● **LISTA DE TAREFAS**:
1 – Indique se cada uma das afirmações seguintes está de acordo com o texto apresentado, respondendo sim ou não e citando as palavras do texto que o decidem: (a) a sentença recorrida foi proferida em 21/10/2023; (b) a sentença julgou a Reclamação improcedente; (c) os processos de execução ascendem ao montante global de €387.487,99.
2 – Segundo o texto apresentado, o que determinou a sentença quanto ao acto de penhora?

──────── TEXTO APRESENTADO

A Recorrente terminou as suas alegações de recurso formulando as seguintes conclusões:
“A. Vem o presente recurso interposto da Sentença proferida em 21/10/2023 pelo Douto Tribunal a quo, em que é Reclamante «AA», NIF ...06, que peticionou contra a penhora de quinhão hereditário que pertence à reclamante na herança aberta por óbito de «BB» e «CC», realizada no âmbito dos processos de execução (PEF, daqui em diante) ...24 e apensos e ...05 e apensos,
B. que correm termos no Serviço de Finanças ..., no montante global de €387.487,99, a que acrescem juros de mora e custas e em que é executada originária a sociedade “[SCom01...] S A”, NIPC ...75, ao abrigo do disposto nos artigos 2760 e segs. do CPPT.
C. Considerou a douta sentença de que se recorre, procedente a Reclamação, por entender, no que respeita à (i)legalidade do acto de penhora, que “Com efeito, tendo sido penhorado um imóvel concretamente identificado, supra referido, e não tendo a penhora incidido sobre uma quota do património hereditário da Reclamante, urge concluir que a penhora em questão foi realizada com desrespeito pelas apontadas formalidades legais.”
D. E, consequentemente, determinou a anulação do acto de penhora.
E. Com a ressalva do sempre devido respeito, não pode a Fazenda Pública conformar-se com o assim doutamente decidido, porquanto, considera que, da prova produzida não é possível extrair a conclusão que serviu de base à decisão proferida, padecendo a mesma de erro de julgamento quanto à matéria de facto e de direito, por valoração errada dos elementos constantes dos autos e ausência da análise crítica das provas que lhe cumpria conhecer, e consequentemente, erro na aplicação do direito, mormente por violação do disposto nos artigos 232º, b) do Cód. Procedimento e Processo Tributário, artigos 778º, nº 3 e 781º, nº 1 e nº 2 ambos do Código de Processo Civil, aplicável ex vi art. 2º, e) do CPPT e artigos 2º, 6º, 8.º-A, nº1, iii) e 101º, nº 1, al. e) do Cód. Registo Predial.

────────────────
──────── DADOS REGISTADOS

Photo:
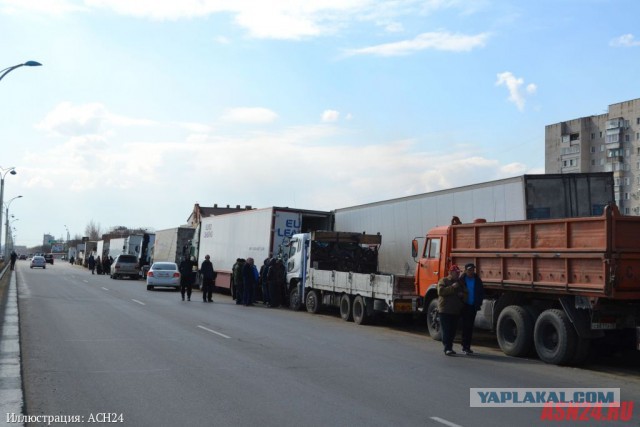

────────────────

● **RESULTADOS DAS TAREFAS**:
1 –
(a) Sim: "Vem o presente recurso interposto da Sentença proferida em 21/10/2023 pelo Douto Tribunal a quo".
(b) Não: "Considerou a douta sentença de que se recorre, procedente a Reclamação".
(c) Sim: "no montante global de €387.487,99".

2 – A sentença determinou a anulação do acto de penhora.